- _УСЛОВИЕ ЗАДАНИЯ_
Допишите следующую часть отрывка о жизни Цветаевой в Чехии, начав сразу после его последнего предложения.

- _ОТРЫВОК ТЕКСТА_
※ ※ ※
Бедность — вот чем встретила Чехия Цветаеву. Скудная стипендия мужа была в первые месяцы единственной реальностью; правда, впереди предстояли гонорары из Берлина — за "Царь-Девицу", и от "Геликона": за стихи в "Эпопее" и книгу "Ремесло". Велись хлопоты по поводу чешского масариковского "иждивения", которое Цветаева вскоре будет получать.
"Голод голодных и сытость сытых", — ненависть к этим извечным врагам породила стихотворение "Хвала богатым", исполненное презрительной жалости, звучащей уже в самом заглавии, обратном смыслу стихотворения: "…Объявляю: люблю богатых!.. За растерянную повадку Из кармана и вновь к карману… За какую-то — вдруг — побитость, За какой-то их взгляд собачий, Сомневающийся…" Что-то, вероятно, послужило непосредственным толчком к созданию "Хвалы богатым", — быть может, ожгла гневом какая-нибудь поездка в Прагу, по-прежнему повернутую к Цветаевой своими бедняцкими кварталами. "Городом утвержденных зверств, прокаженных детств", окутанным "дымным оловом", предстает столица Чехии в стихах Цветаевой. И сквозь "чернорабочую хмурь", сквозь рев заводских труб поэту слышится "голос сирых и малых, Злых — и правых во зле", — голос, который Бог не услышит, "не вступится!" ("Заводские").
※ ※ ※
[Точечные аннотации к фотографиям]

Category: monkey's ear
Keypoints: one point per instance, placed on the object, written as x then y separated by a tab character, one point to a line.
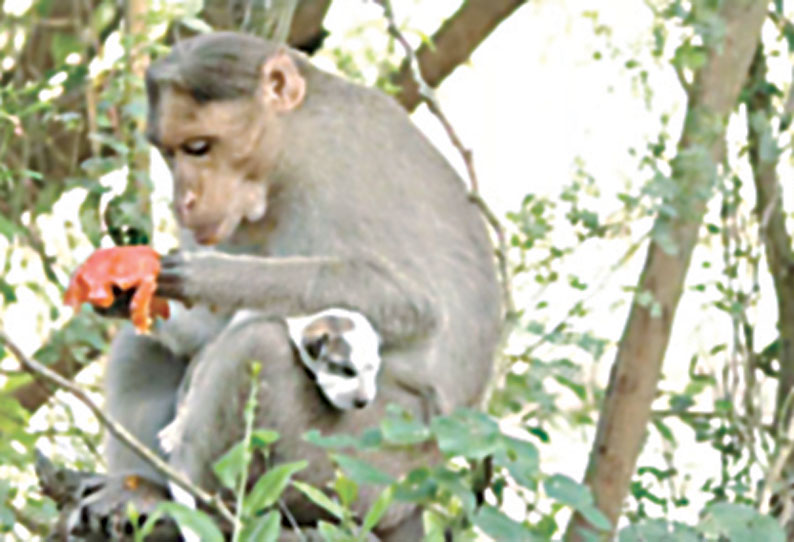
283	85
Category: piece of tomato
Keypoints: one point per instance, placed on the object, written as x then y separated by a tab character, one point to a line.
126	268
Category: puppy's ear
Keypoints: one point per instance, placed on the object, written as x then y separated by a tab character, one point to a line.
314	344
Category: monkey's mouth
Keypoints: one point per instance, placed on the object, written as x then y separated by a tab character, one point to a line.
210	234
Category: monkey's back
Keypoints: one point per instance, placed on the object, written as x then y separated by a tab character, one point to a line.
395	198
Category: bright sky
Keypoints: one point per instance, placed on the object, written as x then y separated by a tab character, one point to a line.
531	101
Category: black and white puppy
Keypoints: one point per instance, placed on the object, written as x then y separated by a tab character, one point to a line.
339	348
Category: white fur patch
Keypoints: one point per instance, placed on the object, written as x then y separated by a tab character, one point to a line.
342	391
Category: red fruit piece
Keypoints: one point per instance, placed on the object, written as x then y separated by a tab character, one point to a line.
126	268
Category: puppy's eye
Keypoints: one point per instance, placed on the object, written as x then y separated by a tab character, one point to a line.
196	147
342	370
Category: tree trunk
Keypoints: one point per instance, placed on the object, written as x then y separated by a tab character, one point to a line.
635	373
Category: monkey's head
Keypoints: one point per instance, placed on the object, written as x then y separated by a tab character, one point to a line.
216	104
340	349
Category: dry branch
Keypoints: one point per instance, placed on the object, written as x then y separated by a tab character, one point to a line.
633	380
452	45
117	430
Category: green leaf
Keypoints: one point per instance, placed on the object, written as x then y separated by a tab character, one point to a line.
320	499
521	459
230	466
468	433
262	529
567	491
360	471
577	496
262	438
347	490
332	533
500	527
377	510
403	431
90	219
658	531
740	523
195	520
196	25
7	228
269	487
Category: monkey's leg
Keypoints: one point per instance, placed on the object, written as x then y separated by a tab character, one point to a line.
141	385
287	402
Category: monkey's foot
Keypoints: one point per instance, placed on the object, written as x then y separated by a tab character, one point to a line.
104	510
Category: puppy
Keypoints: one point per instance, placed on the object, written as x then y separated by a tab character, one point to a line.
339	348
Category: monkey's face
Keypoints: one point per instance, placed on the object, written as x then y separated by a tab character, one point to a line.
220	154
340	348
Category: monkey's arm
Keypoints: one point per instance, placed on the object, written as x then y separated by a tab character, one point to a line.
400	309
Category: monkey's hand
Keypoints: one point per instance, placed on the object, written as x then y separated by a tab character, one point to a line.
109	275
399	307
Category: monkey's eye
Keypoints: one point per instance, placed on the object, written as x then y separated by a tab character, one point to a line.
196	147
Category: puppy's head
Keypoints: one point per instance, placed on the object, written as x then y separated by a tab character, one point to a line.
340	348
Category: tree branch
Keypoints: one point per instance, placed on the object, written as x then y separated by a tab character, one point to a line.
635	373
452	44
118	431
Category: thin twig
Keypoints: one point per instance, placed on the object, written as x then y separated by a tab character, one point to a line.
117	430
427	95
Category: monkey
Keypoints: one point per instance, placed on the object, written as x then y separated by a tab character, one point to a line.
338	348
315	193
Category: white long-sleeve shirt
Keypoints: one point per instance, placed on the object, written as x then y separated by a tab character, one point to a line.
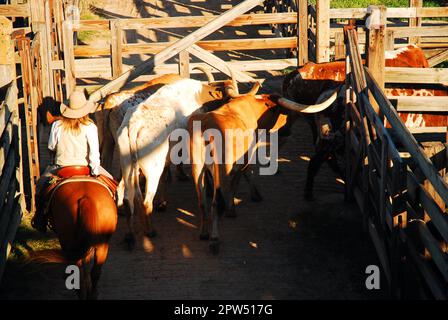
82	149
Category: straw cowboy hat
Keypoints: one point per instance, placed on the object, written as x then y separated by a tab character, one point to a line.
78	107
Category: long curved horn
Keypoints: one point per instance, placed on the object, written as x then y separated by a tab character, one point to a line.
231	91
304	108
254	89
207	72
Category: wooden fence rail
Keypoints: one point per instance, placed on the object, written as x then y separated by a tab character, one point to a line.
324	29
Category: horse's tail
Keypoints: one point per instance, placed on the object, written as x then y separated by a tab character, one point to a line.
84	239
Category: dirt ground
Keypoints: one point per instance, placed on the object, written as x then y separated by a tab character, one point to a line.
280	248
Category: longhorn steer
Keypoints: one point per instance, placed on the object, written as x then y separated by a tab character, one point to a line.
111	113
144	145
230	158
309	82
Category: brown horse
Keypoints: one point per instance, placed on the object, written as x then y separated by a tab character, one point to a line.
83	214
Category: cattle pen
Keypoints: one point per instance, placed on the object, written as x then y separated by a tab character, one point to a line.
396	171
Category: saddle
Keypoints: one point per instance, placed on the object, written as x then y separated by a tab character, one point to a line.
70	174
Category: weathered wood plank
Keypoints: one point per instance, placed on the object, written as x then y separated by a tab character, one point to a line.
417	75
15	10
175	48
13	223
210	45
302	32
428	274
376	46
7	173
70	80
407	139
438	58
415	22
419	196
218	63
184	64
420	104
322	31
360	13
5	144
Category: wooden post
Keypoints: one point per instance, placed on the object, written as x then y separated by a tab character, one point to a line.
390	40
6	51
47	86
376	31
302	23
184	64
415	22
322	31
116	47
175	48
69	59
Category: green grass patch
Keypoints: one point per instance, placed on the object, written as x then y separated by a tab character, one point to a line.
87	36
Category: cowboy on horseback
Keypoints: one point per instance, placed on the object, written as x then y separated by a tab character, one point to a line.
73	141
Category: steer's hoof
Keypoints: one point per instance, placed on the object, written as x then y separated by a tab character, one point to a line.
161	207
230	213
151	234
256	196
308	195
204	236
214	247
129	239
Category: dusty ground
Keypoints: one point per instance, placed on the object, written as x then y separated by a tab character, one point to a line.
281	248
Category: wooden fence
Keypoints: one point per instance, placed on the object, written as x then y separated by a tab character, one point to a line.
105	61
400	192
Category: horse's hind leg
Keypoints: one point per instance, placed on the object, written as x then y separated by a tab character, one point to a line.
153	176
100	258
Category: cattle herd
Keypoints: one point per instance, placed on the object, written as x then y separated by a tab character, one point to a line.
219	131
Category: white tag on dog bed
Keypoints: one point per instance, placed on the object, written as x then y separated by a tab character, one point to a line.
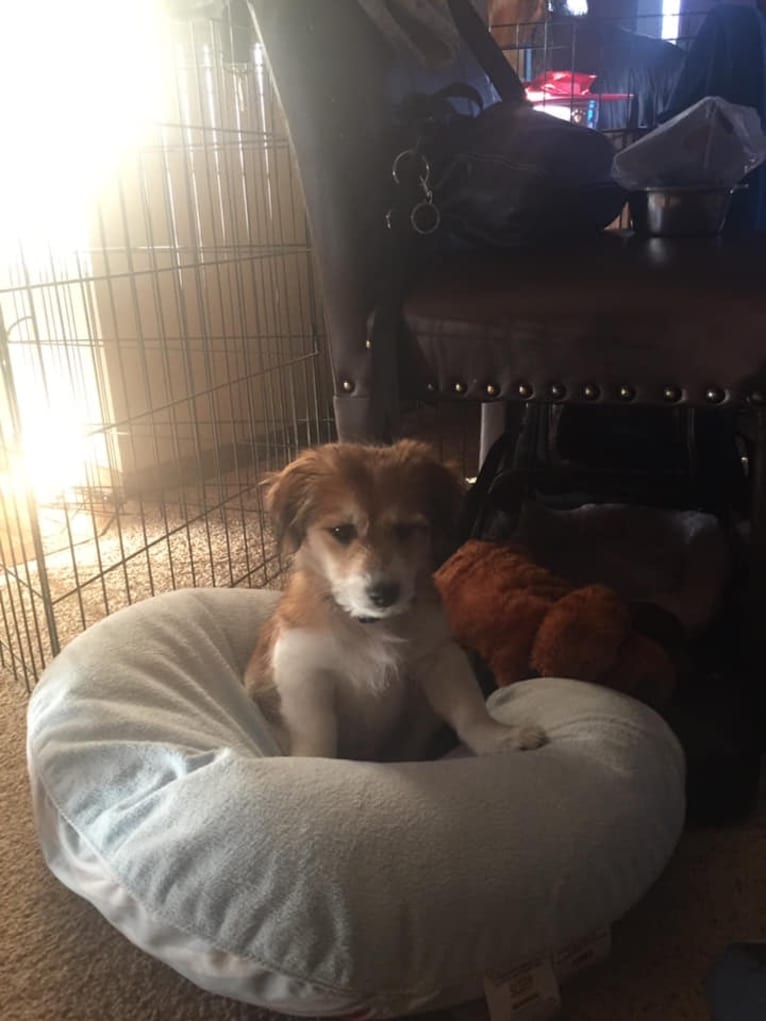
528	992
582	954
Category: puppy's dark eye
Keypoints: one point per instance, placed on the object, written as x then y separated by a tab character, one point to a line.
343	533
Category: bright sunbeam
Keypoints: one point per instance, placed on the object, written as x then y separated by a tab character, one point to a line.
671	10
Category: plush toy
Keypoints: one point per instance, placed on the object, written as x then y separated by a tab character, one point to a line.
524	621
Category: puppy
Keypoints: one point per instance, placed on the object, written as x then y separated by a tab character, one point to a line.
357	661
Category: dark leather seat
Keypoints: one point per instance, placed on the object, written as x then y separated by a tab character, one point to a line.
619	320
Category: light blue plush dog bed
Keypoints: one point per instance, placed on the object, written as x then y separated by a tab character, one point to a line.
319	886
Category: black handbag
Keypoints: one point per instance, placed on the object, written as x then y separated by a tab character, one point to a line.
508	176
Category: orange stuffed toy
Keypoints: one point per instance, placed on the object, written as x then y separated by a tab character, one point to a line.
524	621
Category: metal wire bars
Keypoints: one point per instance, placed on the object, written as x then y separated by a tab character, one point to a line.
157	365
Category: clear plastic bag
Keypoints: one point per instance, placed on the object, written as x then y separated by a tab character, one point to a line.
712	144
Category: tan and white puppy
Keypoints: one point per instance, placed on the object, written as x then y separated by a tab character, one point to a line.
357	661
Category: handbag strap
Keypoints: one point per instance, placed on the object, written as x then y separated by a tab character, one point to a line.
483	46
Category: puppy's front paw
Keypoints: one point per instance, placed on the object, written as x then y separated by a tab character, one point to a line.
492	738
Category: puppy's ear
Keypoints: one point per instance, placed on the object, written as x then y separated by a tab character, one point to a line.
289	498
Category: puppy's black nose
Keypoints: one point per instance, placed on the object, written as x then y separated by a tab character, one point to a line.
383	593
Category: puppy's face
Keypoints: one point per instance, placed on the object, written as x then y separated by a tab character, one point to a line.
370	521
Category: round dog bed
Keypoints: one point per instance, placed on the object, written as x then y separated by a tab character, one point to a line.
321	886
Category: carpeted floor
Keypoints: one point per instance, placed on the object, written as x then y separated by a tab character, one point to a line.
59	961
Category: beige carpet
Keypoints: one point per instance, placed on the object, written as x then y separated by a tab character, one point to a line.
59	961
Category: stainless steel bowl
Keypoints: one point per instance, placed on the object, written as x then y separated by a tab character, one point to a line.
674	212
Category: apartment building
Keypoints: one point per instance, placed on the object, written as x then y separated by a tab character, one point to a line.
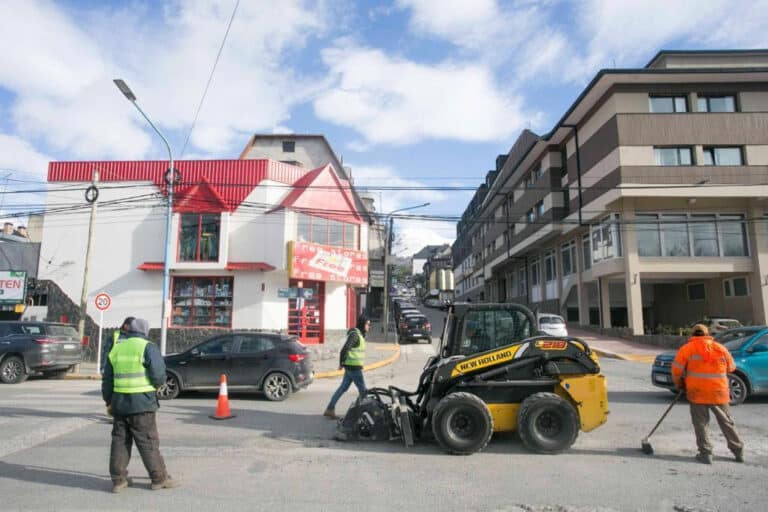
646	204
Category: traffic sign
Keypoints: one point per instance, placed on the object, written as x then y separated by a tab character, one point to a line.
103	301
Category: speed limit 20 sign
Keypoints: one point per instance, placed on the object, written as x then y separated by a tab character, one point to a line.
103	301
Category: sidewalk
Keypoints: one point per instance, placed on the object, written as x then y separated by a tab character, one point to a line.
617	348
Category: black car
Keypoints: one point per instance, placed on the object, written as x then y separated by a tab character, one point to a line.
415	328
37	347
274	364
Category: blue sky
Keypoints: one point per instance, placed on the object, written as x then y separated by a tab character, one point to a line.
409	92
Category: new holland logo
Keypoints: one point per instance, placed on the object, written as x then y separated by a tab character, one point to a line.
477	363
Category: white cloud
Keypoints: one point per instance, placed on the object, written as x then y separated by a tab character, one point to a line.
397	101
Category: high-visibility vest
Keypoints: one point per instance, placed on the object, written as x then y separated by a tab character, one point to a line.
356	355
127	358
704	364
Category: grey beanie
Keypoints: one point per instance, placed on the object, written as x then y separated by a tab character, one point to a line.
139	325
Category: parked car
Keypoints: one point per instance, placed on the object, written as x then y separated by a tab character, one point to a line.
274	364
719	324
37	347
415	328
554	325
749	348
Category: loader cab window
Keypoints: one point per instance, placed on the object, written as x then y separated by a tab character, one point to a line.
486	330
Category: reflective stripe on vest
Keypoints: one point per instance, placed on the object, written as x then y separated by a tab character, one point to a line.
356	355
127	358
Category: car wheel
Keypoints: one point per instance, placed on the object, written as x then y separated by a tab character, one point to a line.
170	389
738	389
462	423
277	387
547	423
12	370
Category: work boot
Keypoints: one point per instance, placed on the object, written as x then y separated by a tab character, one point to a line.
121	485
168	483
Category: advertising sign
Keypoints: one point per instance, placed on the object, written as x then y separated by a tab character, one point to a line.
13	287
324	263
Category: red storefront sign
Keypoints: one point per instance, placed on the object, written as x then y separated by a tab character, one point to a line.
323	263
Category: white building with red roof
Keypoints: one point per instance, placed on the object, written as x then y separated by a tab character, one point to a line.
257	244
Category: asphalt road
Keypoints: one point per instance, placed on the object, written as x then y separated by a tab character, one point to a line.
281	456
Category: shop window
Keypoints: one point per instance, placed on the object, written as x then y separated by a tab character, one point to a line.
199	237
202	301
736	287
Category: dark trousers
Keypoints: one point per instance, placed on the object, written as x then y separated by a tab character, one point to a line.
140	428
350	376
700	418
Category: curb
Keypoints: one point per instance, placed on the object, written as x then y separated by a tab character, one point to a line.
378	364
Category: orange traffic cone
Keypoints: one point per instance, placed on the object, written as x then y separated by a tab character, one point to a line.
222	408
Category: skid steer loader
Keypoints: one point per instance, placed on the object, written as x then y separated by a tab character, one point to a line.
493	372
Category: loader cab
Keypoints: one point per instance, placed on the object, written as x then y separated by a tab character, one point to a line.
474	328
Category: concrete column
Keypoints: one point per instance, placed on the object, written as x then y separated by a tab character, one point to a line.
758	248
605	303
632	269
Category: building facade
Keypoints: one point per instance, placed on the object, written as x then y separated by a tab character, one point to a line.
257	244
645	206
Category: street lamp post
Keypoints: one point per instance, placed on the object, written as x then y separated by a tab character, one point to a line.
169	215
387	248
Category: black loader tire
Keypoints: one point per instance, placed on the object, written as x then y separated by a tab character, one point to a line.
547	423
462	424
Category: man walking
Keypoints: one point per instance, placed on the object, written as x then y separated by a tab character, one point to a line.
701	367
134	370
352	359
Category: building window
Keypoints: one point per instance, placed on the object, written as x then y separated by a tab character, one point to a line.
586	251
736	287
550	271
568	257
716	103
705	235
319	230
535	273
722	156
199	237
202	301
696	292
668	104
606	239
673	156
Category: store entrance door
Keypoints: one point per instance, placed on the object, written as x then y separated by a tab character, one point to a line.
306	313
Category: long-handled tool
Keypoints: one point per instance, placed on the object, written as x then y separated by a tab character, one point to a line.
646	444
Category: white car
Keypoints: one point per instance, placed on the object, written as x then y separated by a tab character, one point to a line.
554	325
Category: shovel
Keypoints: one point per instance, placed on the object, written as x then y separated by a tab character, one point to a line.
646	444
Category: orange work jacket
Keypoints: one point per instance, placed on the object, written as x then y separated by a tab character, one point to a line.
704	364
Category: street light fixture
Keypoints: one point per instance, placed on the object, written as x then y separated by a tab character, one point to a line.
387	248
171	177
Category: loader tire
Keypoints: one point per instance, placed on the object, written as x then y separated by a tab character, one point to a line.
547	423
462	424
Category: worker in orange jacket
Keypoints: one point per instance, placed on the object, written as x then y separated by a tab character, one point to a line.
701	368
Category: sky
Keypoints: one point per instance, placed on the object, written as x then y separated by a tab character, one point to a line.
410	93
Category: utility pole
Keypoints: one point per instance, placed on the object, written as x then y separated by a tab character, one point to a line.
91	195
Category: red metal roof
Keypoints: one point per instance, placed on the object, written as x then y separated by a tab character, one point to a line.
232	180
322	193
232	265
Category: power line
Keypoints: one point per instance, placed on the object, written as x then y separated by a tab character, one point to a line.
210	78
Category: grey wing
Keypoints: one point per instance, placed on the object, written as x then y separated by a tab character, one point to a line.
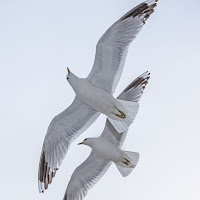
※ ※ ※
- _ОТВЕТ К ЗАДАНИЮ_
…В октябре пришло письмо из Берлина от "Геликона": вежливое, сухое, деловое, с извинениями за ту страшную прострацию, в которой он пребывал во время общения с Мариной Ивановной. По ее просьбе он вернул ей ее девять писем (кроме последнего), а также ее тетради со стихами, записные книжки, книги Ахматовой. Он отправлял ей корректуру книги "Ремесло" и обещал послать на днях деньги. Спрашивал, переводит ли она Гейне (в Берлине он дал ей для перевода гейневские "Флорентийские ночи"), осведомлялся, не хочет ли она что-нибудь "смастерить" из записных книжек, и просил прислать новые стихи.
Так прозаически кончился этот берлинский роман (впрочем, в душе Марины Ивановны он уже давно окончился)…
…В Прагу Марина Ивановна ездила по литературным делам. Завязанные в Берлине связи продолжались. М. Л. Слоним вспоминал, что в ноябре 1922 года он представил Цветаеву редакции журнала "Воля России", куда приглашал ее еще в Берлине; познакомил с сотрудниками журнала В. В. Сухомлиным, Е. А. Сталинским, В. И. Лебедевым. С семьей Лебедевых — Владимиром Ивановичем, Маргаритой Николаевной и их дочкой Ириной ("Ирусей", которая сделается близкой подругой Али на долгие годы) Цветаева подружится; уезжая в 1939 году на родину, она оставит Лебедевым на хранение часть своего архива, который, увы, в войну погибнет… В "Волю России" Цветаева отдала стихотворение из цикла "Сугробы", затем — пьесу "Приключение", благо Слоним высоко ценил личность Казановы и готовил издание его мемуаров.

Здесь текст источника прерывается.